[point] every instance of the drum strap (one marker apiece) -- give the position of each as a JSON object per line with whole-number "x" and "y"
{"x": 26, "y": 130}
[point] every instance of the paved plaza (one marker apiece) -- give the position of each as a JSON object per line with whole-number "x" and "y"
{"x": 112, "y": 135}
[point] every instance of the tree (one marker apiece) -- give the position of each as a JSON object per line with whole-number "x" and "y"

════════════════

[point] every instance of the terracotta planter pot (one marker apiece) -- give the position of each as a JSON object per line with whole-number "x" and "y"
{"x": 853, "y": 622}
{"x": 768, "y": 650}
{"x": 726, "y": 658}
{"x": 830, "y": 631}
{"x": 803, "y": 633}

════════════════

* **Your task**: Reproduce exactly, and only, the part of the listing above that begins at the line with "[point] every instance of the paved" and goes on through the line with "[point] every instance of the tree".

* **Result for this task**:
[point] every instance of the paved plaza (one marker apiece) -- give the position of each as a JSON object per line with whole-number "x" and "y"
{"x": 112, "y": 135}
[point] every instance of the tree (one marker apiece) -- give the position of each as a JSON object per line with whole-number "x" and "y"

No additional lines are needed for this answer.